◆ **DIRECTIONS FOR THIS TASK**
Every entry below should be reproduced exactly, with all pictures left out.

Photo-based referring expression data:
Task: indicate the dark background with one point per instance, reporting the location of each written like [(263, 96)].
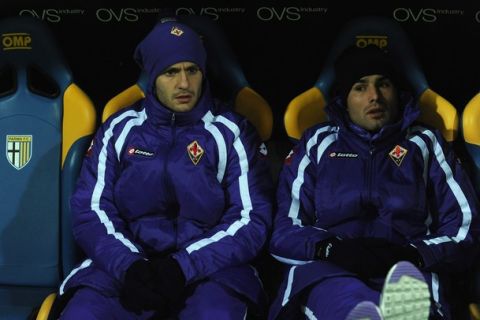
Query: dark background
[(281, 45)]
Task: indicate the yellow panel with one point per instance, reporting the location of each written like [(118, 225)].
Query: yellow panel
[(79, 117), (438, 112), (46, 307), (251, 105), (124, 99), (304, 111), (471, 121)]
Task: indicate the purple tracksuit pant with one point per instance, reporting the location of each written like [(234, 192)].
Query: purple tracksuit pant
[(209, 300)]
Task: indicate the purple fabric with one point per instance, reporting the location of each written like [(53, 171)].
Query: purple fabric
[(168, 43), (209, 300)]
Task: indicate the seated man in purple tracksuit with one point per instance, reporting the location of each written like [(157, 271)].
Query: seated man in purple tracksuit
[(363, 191), (173, 200)]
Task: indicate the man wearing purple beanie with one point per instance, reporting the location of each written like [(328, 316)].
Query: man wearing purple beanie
[(374, 209), (173, 201)]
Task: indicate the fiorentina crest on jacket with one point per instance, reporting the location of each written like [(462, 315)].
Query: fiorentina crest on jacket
[(19, 150), (195, 152), (397, 154)]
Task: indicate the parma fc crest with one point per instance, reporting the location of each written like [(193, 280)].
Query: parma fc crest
[(195, 152), (19, 150)]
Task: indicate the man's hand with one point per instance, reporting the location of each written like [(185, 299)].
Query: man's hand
[(367, 257), (137, 292), (168, 278)]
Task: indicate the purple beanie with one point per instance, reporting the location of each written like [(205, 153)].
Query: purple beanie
[(168, 43)]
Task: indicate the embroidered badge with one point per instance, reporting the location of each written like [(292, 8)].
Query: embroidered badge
[(263, 149), (289, 157), (19, 150), (176, 31), (195, 152), (397, 154), (89, 150)]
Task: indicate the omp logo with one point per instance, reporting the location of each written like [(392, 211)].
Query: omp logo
[(363, 41), (416, 15), (279, 14), (16, 41), (117, 15)]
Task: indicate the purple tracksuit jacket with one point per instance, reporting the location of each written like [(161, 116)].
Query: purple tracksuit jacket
[(155, 182), (403, 184)]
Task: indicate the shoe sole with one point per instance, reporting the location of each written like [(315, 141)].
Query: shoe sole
[(405, 294), (365, 310)]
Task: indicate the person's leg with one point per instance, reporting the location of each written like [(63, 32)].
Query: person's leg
[(334, 298), (88, 304), (211, 300)]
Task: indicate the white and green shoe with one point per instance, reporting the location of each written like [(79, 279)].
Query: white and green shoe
[(405, 294)]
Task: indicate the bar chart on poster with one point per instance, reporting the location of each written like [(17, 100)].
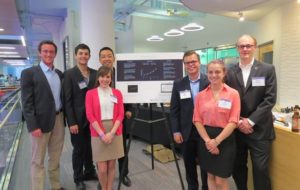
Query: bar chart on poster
[(147, 77)]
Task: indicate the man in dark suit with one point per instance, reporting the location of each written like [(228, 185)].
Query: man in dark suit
[(42, 110), (181, 114), (77, 81), (256, 84), (107, 58)]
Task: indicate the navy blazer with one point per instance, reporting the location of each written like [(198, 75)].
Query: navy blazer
[(37, 100), (181, 110), (256, 101), (74, 97)]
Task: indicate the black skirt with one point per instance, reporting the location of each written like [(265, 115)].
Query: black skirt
[(220, 165)]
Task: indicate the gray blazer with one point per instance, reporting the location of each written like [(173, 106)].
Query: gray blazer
[(181, 110), (256, 101), (38, 102)]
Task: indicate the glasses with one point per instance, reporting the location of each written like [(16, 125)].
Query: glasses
[(48, 51), (247, 46), (190, 62)]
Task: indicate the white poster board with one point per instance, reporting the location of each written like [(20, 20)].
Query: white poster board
[(147, 77)]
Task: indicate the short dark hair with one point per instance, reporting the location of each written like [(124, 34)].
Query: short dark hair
[(49, 42), (106, 48), (102, 71), (82, 46), (191, 52)]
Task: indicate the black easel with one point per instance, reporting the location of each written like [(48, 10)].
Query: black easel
[(151, 121)]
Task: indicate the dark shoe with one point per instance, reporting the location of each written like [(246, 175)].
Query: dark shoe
[(99, 187), (126, 181), (91, 176), (80, 186)]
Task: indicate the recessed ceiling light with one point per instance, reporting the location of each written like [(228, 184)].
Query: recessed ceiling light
[(155, 38), (192, 27), (241, 16), (174, 32)]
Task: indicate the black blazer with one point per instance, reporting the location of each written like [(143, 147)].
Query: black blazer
[(74, 97), (37, 100), (181, 110), (256, 102)]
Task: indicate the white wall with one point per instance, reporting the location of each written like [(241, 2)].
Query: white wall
[(282, 26)]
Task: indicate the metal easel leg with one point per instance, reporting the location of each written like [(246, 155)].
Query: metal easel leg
[(172, 144)]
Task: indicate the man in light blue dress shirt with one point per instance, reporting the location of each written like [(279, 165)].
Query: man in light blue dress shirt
[(42, 110)]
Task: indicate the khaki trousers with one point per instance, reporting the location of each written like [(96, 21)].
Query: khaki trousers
[(53, 142)]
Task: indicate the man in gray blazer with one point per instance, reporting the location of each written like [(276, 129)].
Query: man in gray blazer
[(181, 114), (42, 110), (256, 84)]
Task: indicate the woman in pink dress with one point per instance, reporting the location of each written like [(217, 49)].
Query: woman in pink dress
[(216, 115), (105, 112)]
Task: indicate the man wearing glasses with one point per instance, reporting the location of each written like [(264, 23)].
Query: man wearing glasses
[(256, 84), (181, 114), (42, 110)]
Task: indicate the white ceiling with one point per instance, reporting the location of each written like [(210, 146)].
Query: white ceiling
[(40, 17)]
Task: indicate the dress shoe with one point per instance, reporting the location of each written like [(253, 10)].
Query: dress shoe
[(90, 176), (126, 181), (80, 186), (99, 187)]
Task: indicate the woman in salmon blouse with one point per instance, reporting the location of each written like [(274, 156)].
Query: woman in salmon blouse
[(105, 112), (216, 115)]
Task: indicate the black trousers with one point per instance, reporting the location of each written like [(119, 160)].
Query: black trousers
[(82, 160), (190, 155), (122, 161), (260, 156)]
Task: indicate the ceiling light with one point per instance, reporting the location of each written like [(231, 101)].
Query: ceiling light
[(10, 56), (15, 62), (241, 17), (155, 38), (6, 47), (192, 27), (8, 52), (174, 32)]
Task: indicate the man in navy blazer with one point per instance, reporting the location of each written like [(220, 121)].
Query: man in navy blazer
[(181, 114), (256, 84), (77, 81), (42, 110)]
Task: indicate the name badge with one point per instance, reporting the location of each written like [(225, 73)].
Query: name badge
[(185, 94), (224, 104), (82, 85), (113, 98), (258, 81)]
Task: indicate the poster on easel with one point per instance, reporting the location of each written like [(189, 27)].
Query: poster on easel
[(148, 77)]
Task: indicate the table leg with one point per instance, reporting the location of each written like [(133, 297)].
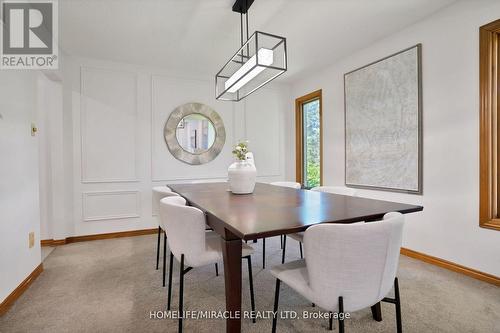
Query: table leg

◆ **REPLY**
Task: indicate the dark background with one point per instance, reporting the location of each written like [(263, 96)].
Query: dark background
[(281, 45)]
Task: indicate the yellow panel with one point per instance, reporting the location of each written like [(118, 225)].
Query: yellow panel
[(79, 117), (438, 112), (46, 307), (251, 105), (124, 99), (304, 111), (471, 121)]
Task: indicate the purple tracksuit pant with one point per instance, reporting the location of each written like [(234, 192)].
Query: purple tracksuit pant
[(209, 300)]
Task: indicate the purple fabric with one point per instance, reporting the location of each written like [(53, 171)].
Query: purple fabric
[(168, 43), (209, 300)]
Task: indicate the seated man in purple tracksuit with one point per instance, reporting the location of each written like [(157, 271)].
Query: seated man in purple tracksuit
[(363, 191), (173, 200)]
Task: indicate the man wearing purple beanie with one point per instance, reporting the location of each written like [(328, 316)].
Query: man wearing purple beanie
[(374, 209), (173, 201)]
Task: indicate the fiorentina crest on jacket with one point per instance, reporting the location of each written like [(462, 315)].
Query: fiorentina crest on jacket
[(19, 150), (195, 152), (397, 154)]
Task: indicate the parma fc crest with one point per instance, reporting the location of each written like [(193, 280)].
Query: parma fc crest
[(195, 152), (19, 150)]
Task: indicate the man's hand with one point per instance, reporting the location of each written like [(185, 299)].
Query: man's hand
[(367, 257), (137, 292), (168, 278)]
Task: indicate the purple beanie with one point per instance, reporting the location of each written like [(205, 153)].
Query: purple beanie
[(168, 43)]
Task: indicate the embroidered badge with one point per instance, reporting the location of each written like [(292, 8)].
Query: embroidered badge
[(263, 149), (289, 157), (19, 150), (176, 31), (195, 152), (397, 154), (89, 150)]
Task: indicate the omp logo with one point per instance, reporting the location of each written like [(392, 211)].
Query: omp logo
[(363, 41), (416, 15), (279, 14), (16, 41), (117, 15)]
Task: indicate the purple tracksuit jacket with one point per instance, reporting the location of each written like [(161, 116)].
Query: purple tracksuit jacket
[(155, 182), (403, 184)]
Task: indicate the shoe sole with one point per instance, reporting the location of each written like [(315, 141)].
Query: shoe sole
[(405, 294), (365, 310)]
Task: indicate the person's leg with one point per instance, reporting the location of each written like [(63, 32)].
Query: person's leg
[(334, 298), (88, 304), (211, 300)]
Task: indicate the white and green shoe with one point per instance, reporting the location of each written like [(79, 279)].
Query: white and green shoe
[(405, 294)]
Task: indicate the bar chart on poster with one point per instance, reporting the location of each written like [(17, 100)].
Query: bar chart on poster
[(147, 77)]
Task: indicate the man in dark suit with one point per instance, reporting the location of each written like [(228, 185)].
Query: man in dark suit
[(42, 110), (181, 114), (77, 81), (256, 84), (107, 58)]
Task: indicate the navy blazer with one point per instance, reporting the location of each written like [(198, 75)].
Query: navy blazer
[(37, 100), (181, 110), (256, 101), (74, 97)]
Task: indicate the black skirt with one point per instance, reporting the location of each written like [(265, 115)].
Query: black skirt
[(220, 165)]
Task: indicate the gray blazer with one point per instance, reporting the location of each written like [(173, 106)].
Query: gray blazer
[(181, 110), (256, 101), (38, 102)]
Task: indicate the glasses with one point per instance, reporting the location of each written like [(16, 125)].
Query: glasses
[(48, 51), (247, 46), (190, 62)]
Task: indicate the white poster board with one point per instance, reporting the location of each written like [(20, 20)].
Query: white poster board
[(147, 77)]
Task: indicate the short dark hair with one point per instance, reporting the location of each written like [(124, 34)].
Query: short dark hair
[(49, 42), (106, 48), (102, 71), (82, 46), (191, 52)]
Task: indicate the black easel with one point per instance, reporting the location of each written like [(48, 10)].
Query: black easel
[(151, 121)]
Task: indicate the dark shoe with one point per instance, reporting the location of each written like [(246, 175)].
Query: dark shoe
[(99, 187), (126, 181), (91, 176), (80, 186)]
Task: indicate the recessed ceiling light with one point per instance, reporting the location of each written like [(228, 184)].
Query: recessed ceiling light
[(155, 38), (192, 27), (241, 16), (174, 32)]
Task: indicate the black blazer with one point per instance, reporting the location of each written like [(143, 147)].
Query: black blazer
[(74, 97), (37, 100), (181, 110), (256, 102)]
Task: indicate the white wall with one point per instance, reporting the location of each written like [(241, 2)].
Query: white wall
[(282, 26)]
Task: indicate the metal easel leg with one point per instance, reporting the location of each written like [(246, 155)].
Query: metal easel leg
[(172, 144)]
Task: indicate the man in light blue dress shirt with one point per instance, reporting the location of each written like [(279, 165)].
Query: man in light blue dress shirt
[(42, 110)]
Task: indicate the khaki trousers with one point per instance, reporting the location of each written like [(96, 21)].
Query: khaki trousers
[(53, 142)]
Task: indicate the man in gray blazer with one point per instance, reporting the location of each written like [(276, 129)].
Query: man in gray blazer
[(181, 114), (42, 110), (256, 84)]
Task: indicate the woman in pink dress with one point per instance, reporting the location of each written like [(217, 49)].
Query: woman in pink dress
[(216, 115), (105, 112)]
Task: indicate the man wearing glasses with one point per instance, reporting the location of each written like [(264, 23)].
Query: man wearing glasses
[(256, 84), (181, 114), (42, 110)]
Task: indicate the white ceiling with one point per instance, reporting the location of each written like [(210, 146)].
Query: white ceiling
[(40, 17)]
Task: indicate the dress shoe with one point per instance, reporting the location of each written like [(253, 10)].
Query: dress shoe
[(90, 176), (126, 181), (80, 186), (99, 187)]
Task: indicate the woman in salmon blouse with one point per instance, reporting the location of each written like [(274, 156)].
Query: woman in salmon blouse
[(105, 112), (216, 115)]
Task: indicate the black trousers with one point per instance, reporting the location of each written like [(119, 160)].
Query: black trousers
[(82, 160), (190, 155), (122, 161), (260, 156)]
Task: indicate the ceiling light with one point per instance, reporting the location of each written like [(231, 101)].
Query: ceiling light
[(10, 56), (15, 62), (241, 17), (155, 38), (6, 47), (192, 27), (8, 52), (174, 32)]
Task: indicate the man in navy blazer with one point per instance, reporting the location of each written like [(220, 121)].
Query: man in navy blazer
[(181, 114), (256, 84), (77, 81), (42, 110)]
Task: indicate the name badge with one point per instance, reporting the location of each written like [(225, 73)].
Query: name badge
[(185, 94), (224, 104), (82, 85), (113, 98), (258, 81)]
Task: indicate the poster on easel with one point per instance, reporting the location of each written like [(189, 27)].
Query: poster on easel
[(148, 77)]
Task: indicate the table leg with one point per instance, reporting the location of each written like [(133, 297)].
Query: table leg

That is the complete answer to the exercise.